Select each line of the records that contains the string "negative" and copy those lines in full.

+++++

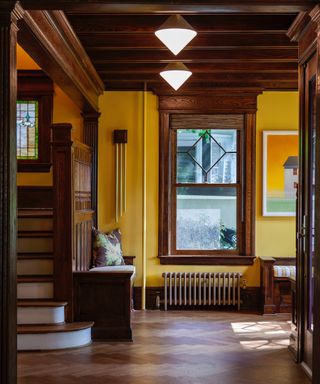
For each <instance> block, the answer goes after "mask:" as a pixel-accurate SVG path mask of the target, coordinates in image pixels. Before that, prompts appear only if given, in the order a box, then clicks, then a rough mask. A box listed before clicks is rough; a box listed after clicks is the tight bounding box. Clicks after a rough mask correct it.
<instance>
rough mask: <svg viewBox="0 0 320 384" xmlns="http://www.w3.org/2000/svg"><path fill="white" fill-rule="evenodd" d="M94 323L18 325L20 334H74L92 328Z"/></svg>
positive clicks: (88, 322) (64, 323) (91, 321)
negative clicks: (70, 332)
mask: <svg viewBox="0 0 320 384" xmlns="http://www.w3.org/2000/svg"><path fill="white" fill-rule="evenodd" d="M93 324H94V323H93V321H87V322H77V323H64V324H50V325H38V324H28V325H18V326H17V333H18V334H33V333H58V332H72V331H81V330H82V329H87V328H91V327H92V326H93Z"/></svg>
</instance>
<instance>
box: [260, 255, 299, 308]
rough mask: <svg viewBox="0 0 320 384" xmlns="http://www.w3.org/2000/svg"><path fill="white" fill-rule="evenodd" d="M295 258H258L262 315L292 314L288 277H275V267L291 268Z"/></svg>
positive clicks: (289, 278) (278, 257)
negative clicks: (258, 260)
mask: <svg viewBox="0 0 320 384" xmlns="http://www.w3.org/2000/svg"><path fill="white" fill-rule="evenodd" d="M295 264H296V258H295V257H260V277H261V299H262V305H261V307H262V308H261V309H262V313H263V314H273V313H292V290H291V280H290V275H289V276H277V274H275V267H276V268H277V267H279V266H282V267H292V266H295Z"/></svg>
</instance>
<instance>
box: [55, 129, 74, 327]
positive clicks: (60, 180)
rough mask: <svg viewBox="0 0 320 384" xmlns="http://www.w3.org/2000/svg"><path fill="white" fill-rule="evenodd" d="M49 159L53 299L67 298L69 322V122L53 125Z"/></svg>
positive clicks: (69, 255) (70, 315)
mask: <svg viewBox="0 0 320 384" xmlns="http://www.w3.org/2000/svg"><path fill="white" fill-rule="evenodd" d="M51 128H52V162H53V190H54V192H53V193H54V202H53V204H54V205H53V206H54V214H53V232H54V242H53V250H54V273H53V276H54V298H55V300H62V301H67V302H68V305H67V310H66V320H67V321H69V322H70V321H72V316H73V300H72V255H73V247H72V239H73V235H72V233H73V222H72V218H73V200H72V199H73V193H72V188H73V185H72V177H73V175H72V140H71V130H72V125H71V124H67V123H64V124H53V125H52V126H51Z"/></svg>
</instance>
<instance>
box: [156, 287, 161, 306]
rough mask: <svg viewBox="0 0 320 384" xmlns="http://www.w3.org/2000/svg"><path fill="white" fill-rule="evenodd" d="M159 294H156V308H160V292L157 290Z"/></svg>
mask: <svg viewBox="0 0 320 384" xmlns="http://www.w3.org/2000/svg"><path fill="white" fill-rule="evenodd" d="M156 294H157V296H156V308H157V309H160V302H161V301H160V292H158V291H157V292H156Z"/></svg>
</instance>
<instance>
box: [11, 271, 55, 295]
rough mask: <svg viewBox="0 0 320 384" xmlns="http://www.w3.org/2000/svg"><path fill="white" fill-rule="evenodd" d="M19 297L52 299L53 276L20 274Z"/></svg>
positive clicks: (19, 276)
mask: <svg viewBox="0 0 320 384" xmlns="http://www.w3.org/2000/svg"><path fill="white" fill-rule="evenodd" d="M17 283H18V284H17V297H18V299H52V298H53V278H52V276H32V275H28V276H19V277H18V279H17Z"/></svg>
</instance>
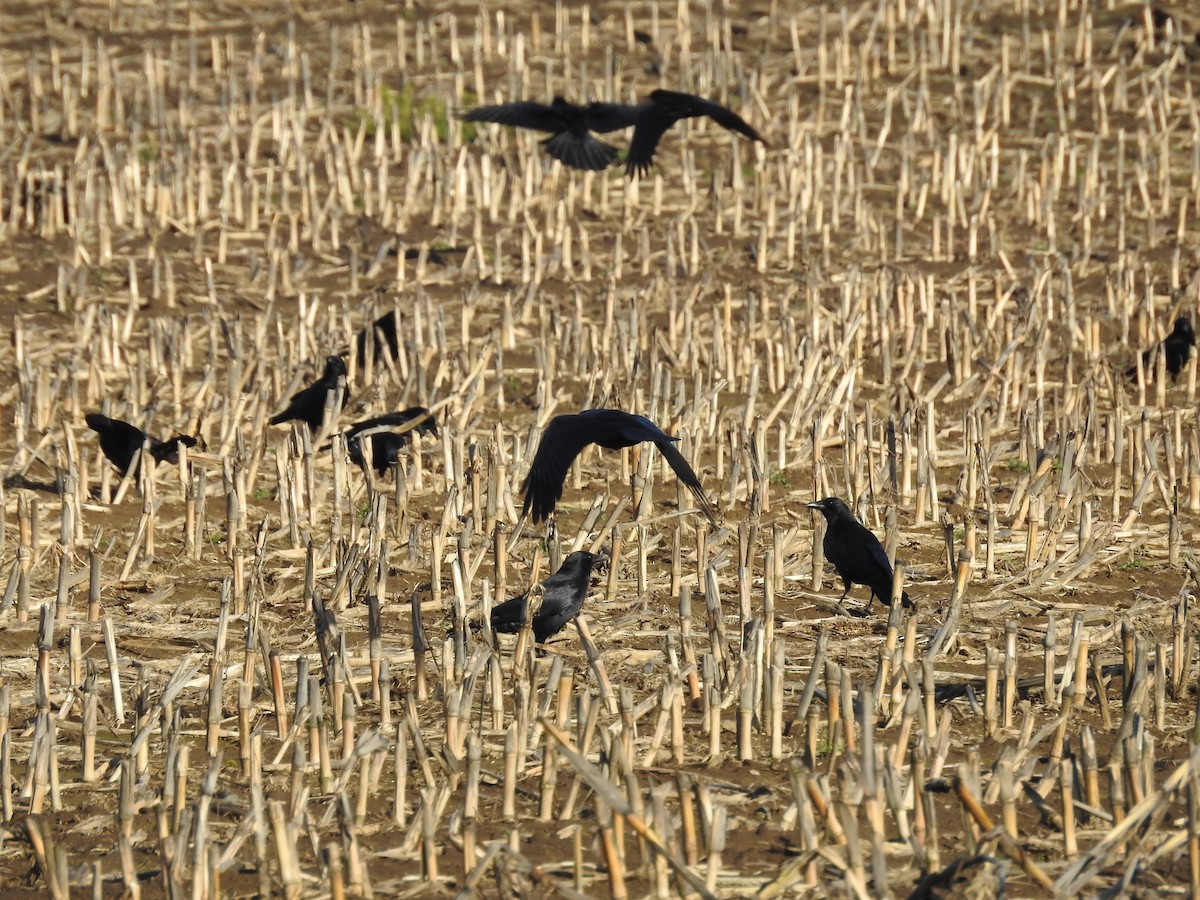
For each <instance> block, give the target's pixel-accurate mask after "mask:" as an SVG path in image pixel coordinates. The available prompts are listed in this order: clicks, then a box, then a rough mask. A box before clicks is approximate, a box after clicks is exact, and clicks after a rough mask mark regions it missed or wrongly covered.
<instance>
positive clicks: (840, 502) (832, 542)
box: [809, 497, 912, 607]
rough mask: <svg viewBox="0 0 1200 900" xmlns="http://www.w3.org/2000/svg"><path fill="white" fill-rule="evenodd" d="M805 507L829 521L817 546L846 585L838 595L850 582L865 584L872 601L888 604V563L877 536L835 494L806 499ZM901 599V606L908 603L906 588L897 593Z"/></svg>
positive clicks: (848, 587) (889, 589) (890, 564)
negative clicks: (870, 590) (805, 503)
mask: <svg viewBox="0 0 1200 900" xmlns="http://www.w3.org/2000/svg"><path fill="white" fill-rule="evenodd" d="M809 509H818V510H821V511H822V512H823V514H824V517H826V522H828V523H829V524H828V527H827V528H826V536H824V542H823V544H822V545H821V546H822V547H824V552H826V559H828V560H829V562H830V563H833V568H834V569H836V570H838V575H840V576H841V581H842V583H844V584H845V586H846V589H845V590H844V592H842V594H841V599H842V600H845V599H846V594H848V593H850V588H851V587H852V586H854V584H866V586H868V587H869V588H870V589H871V600H872V601H874V600H875V598H878V599H880V600H882V601H883V602H884V604H886V605H888V606H890V605H892V564H890V563H889V562H888V554H887V553H884V552H883V545H881V544H880V540H878V538H876V536H875V535H874V534H871V533H870V532H869V530H868V529H866V527H865V526H863V524H862V523H860V522H859V521H858V520H857V518H854V514H853V512H851V511H850V506H847V505H846V504H845V503H842V502H841V500H840V499H838V498H836V497H826V498H824V499H823V500H817V502H816V503H810V504H809ZM901 600H904V605H905V606H912V601H911V600H910V599H908V593H907V592H905V593H904V594H902V595H901ZM869 606H870V604H868V607H869Z"/></svg>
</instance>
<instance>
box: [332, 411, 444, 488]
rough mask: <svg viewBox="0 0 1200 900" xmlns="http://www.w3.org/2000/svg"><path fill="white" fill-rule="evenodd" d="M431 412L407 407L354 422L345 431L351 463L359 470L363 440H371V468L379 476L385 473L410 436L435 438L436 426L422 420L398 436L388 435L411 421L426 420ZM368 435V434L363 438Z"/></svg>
mask: <svg viewBox="0 0 1200 900" xmlns="http://www.w3.org/2000/svg"><path fill="white" fill-rule="evenodd" d="M428 415H430V410H428V409H426V408H425V407H410V408H408V409H406V410H403V412H401V413H384V414H383V415H377V416H374V418H373V419H365V420H362V421H361V422H355V424H354V425H352V426H350V427H349V428H347V430H346V450H347V452H348V454H349V456H350V462H353V463H354V464H355V466H362V464H364V460H362V438H364V437H370V439H371V467H372V468H373V469H374V470H376V472H378V473H379V474H380V475H385V474H386V473H388V468H389V467H390V466H392V464H394V463H395V462H396V455H397V454H398V452H400V449H401V448H402V446H404V445H406V444H407V443H408V442H409V439H410V438H412V437H413V432H414V431H415V432H418V433H420V434H432V436H433V437H437V436H438V424H437V422H436V421H434V420H433V418H432V416H430V418H426V419H422V420H421V421H420V422H418V424H416V425H414V426H412V427H409V428H404V430H403V431H401V432H396V431H389V428H397V427H400V426H403V425H408V424H409V422H410V421H413V420H414V419H419V418H420V416H428ZM364 432H370V434H364Z"/></svg>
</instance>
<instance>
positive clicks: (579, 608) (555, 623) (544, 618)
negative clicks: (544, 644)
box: [492, 550, 604, 643]
mask: <svg viewBox="0 0 1200 900" xmlns="http://www.w3.org/2000/svg"><path fill="white" fill-rule="evenodd" d="M602 559H604V557H601V556H599V554H596V553H589V552H588V551H586V550H577V551H575V552H574V553H571V554H570V556H569V557H566V559H564V560H563V564H562V566H559V569H558V571H557V572H554V574H553V575H551V576H550V577H548V578H546V581H544V582H542V583H541V594H542V596H541V604H540V605H539V606H538V608H536V610H534V611H533V622H532V624H533V636H534V640H535V641H536V642H538V643H546V641H548V640H550V638H551V637H553V636H554V635H557V634H558V632H559V631H562V630H563V626H564V625H565V624H566V623H568V622H570V620H571V619H574V618H575V617H576V616H578V614H580V610H581V608H582V607H583V600H584V598H586V596H587V595H588V584H589V580H590V577H592V568H593V566H594V565H596V564H598V563H600V562H601V560H602ZM528 598H529V595H528V594H522V595H521V596H514V598H512V599H510V600H505V601H504V602H503V604H499V605H497V606H494V607H492V630H493V631H499V632H500V634H504V635H511V634H516V632H517V631H520V630H521V624H522V623H523V622H524V616H526V602H528Z"/></svg>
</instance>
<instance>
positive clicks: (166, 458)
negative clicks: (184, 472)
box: [84, 413, 199, 475]
mask: <svg viewBox="0 0 1200 900" xmlns="http://www.w3.org/2000/svg"><path fill="white" fill-rule="evenodd" d="M84 420H85V421H86V422H88V427H89V428H91V430H92V431H94V432H96V433H97V434H98V436H100V449H101V450H102V451H103V454H104V456H106V457H107V458H108V461H109V462H110V463H113V466H115V467H116V468H118V469H120V472H121V474H122V475H124V474H126V473H127V472H128V470H130V466H132V464H133V456H134V454H137V451H138V450H140V449H142V444H143V443H144V442H145V440H146V438H149V439H150V456H151V457H154V461H155V462H172V463H174V462H179V445H180V444H182V445H185V446H196V445H197V444H198V443H199V442H198V440H197V439H196V438H193V437H192V436H191V434H176V436H175V437H173V438H170V439H169V440H156V439H155V438H152V437H150V436H149V434H146V433H145V432H144V431H142V428H139V427H138V426H136V425H131V424H130V422H126V421H122V420H120V419H109V418H108V416H107V415H101V414H100V413H88V415H85V416H84Z"/></svg>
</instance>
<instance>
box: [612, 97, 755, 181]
mask: <svg viewBox="0 0 1200 900" xmlns="http://www.w3.org/2000/svg"><path fill="white" fill-rule="evenodd" d="M701 115H707V116H708V118H709V119H712V120H713V121H714V122H716V124H718V125H720V126H722V127H724V128H727V130H730V131H736V132H738V133H739V134H744V136H745V137H748V138H750V139H751V140H757V142H760V143H766V142H764V140H763V139H762V136H761V134H760V133H758V132H757V131H755V130H754V128H751V127H750V126H749V125H748V124H746V121H745V120H744V119H743V118H742V116H740V115H738V114H737V113H734V112H733V110H732V109H727V108H726V107H722V106H721V104H720V103H714V102H713V101H710V100H704V98H703V97H697V96H695V95H692V94H680V92H679V91H668V90H656V91H652V92H650V100H649V102H647V103H642V104H641V106H638V107H637V116H636V120H635V122H634V137H632V139H631V140H630V144H629V154H628V155H626V156H625V174H626V175H629V176H630V178H632V176H634V175H635V174H638V175H644V174H646V173H647V172H649V170H650V163H652V162H653V161H654V151H655V150H656V149H658V145H659V139H660V138H661V137H662V136H664V134H665V133H666V132H667V130H668V128H670V127H671V126H672V125H674V124H676V122H677V121H679V120H680V119H695V118H697V116H701Z"/></svg>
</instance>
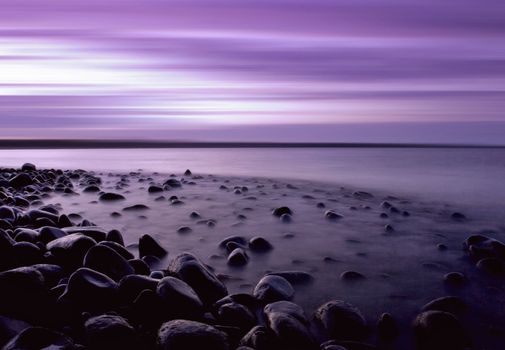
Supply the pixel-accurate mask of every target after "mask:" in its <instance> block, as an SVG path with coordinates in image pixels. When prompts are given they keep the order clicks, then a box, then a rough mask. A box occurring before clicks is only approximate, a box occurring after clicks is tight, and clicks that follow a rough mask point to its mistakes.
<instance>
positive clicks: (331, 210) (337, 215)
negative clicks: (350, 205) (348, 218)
mask: <svg viewBox="0 0 505 350" xmlns="http://www.w3.org/2000/svg"><path fill="white" fill-rule="evenodd" d="M324 217H325V218H326V219H328V220H333V221H335V220H340V219H342V218H343V217H344V216H343V215H341V214H338V213H335V212H334V211H333V210H327V211H325V212H324Z"/></svg>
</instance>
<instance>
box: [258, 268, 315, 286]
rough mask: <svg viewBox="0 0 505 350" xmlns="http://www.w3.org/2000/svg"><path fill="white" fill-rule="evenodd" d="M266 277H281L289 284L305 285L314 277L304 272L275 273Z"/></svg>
mask: <svg viewBox="0 0 505 350" xmlns="http://www.w3.org/2000/svg"><path fill="white" fill-rule="evenodd" d="M267 275H275V276H280V277H283V278H285V279H286V280H287V281H288V282H289V283H291V284H307V283H310V282H312V281H313V280H314V276H312V275H311V274H310V273H308V272H305V271H275V272H270V273H268V274H267Z"/></svg>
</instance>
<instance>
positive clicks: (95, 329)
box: [84, 315, 139, 350]
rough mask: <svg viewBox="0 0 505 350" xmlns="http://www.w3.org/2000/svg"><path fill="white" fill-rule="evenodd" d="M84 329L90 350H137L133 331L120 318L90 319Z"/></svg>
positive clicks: (84, 327)
mask: <svg viewBox="0 0 505 350" xmlns="http://www.w3.org/2000/svg"><path fill="white" fill-rule="evenodd" d="M84 329H85V334H86V339H87V341H88V346H89V349H91V350H108V349H125V350H126V349H132V350H134V349H138V348H139V344H138V340H137V336H136V334H135V330H134V329H133V327H132V326H130V324H129V323H128V322H127V321H126V320H125V319H124V318H122V317H121V316H117V315H100V316H96V317H91V318H89V319H88V320H87V321H86V322H85V323H84Z"/></svg>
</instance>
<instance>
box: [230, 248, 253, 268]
mask: <svg viewBox="0 0 505 350" xmlns="http://www.w3.org/2000/svg"><path fill="white" fill-rule="evenodd" d="M248 261H249V257H248V256H247V253H246V252H245V250H244V249H242V248H235V249H234V250H233V251H232V252H231V253H230V255H229V256H228V264H229V265H233V266H243V265H245V264H247V262H248Z"/></svg>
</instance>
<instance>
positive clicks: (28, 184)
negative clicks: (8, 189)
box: [9, 173, 34, 189]
mask: <svg viewBox="0 0 505 350" xmlns="http://www.w3.org/2000/svg"><path fill="white" fill-rule="evenodd" d="M33 183H34V182H33V179H32V178H31V176H30V175H28V174H26V173H20V174H18V175H16V176H14V177H13V178H12V179H10V180H9V185H10V186H11V187H13V188H15V189H20V188H23V187H26V186H30V185H33Z"/></svg>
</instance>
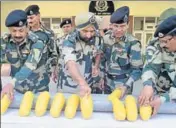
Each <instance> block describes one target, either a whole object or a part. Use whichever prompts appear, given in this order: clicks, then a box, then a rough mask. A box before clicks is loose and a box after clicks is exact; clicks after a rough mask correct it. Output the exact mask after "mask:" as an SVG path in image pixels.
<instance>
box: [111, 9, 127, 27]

+++++

Result for this task:
negative clicks: (70, 332)
negative clicks: (258, 260)
negative clicks: (870, 590) (805, 503)
negative clicks: (544, 644)
negative clicks: (184, 472)
negative clicks: (350, 205) (348, 218)
negative clicks: (8, 189)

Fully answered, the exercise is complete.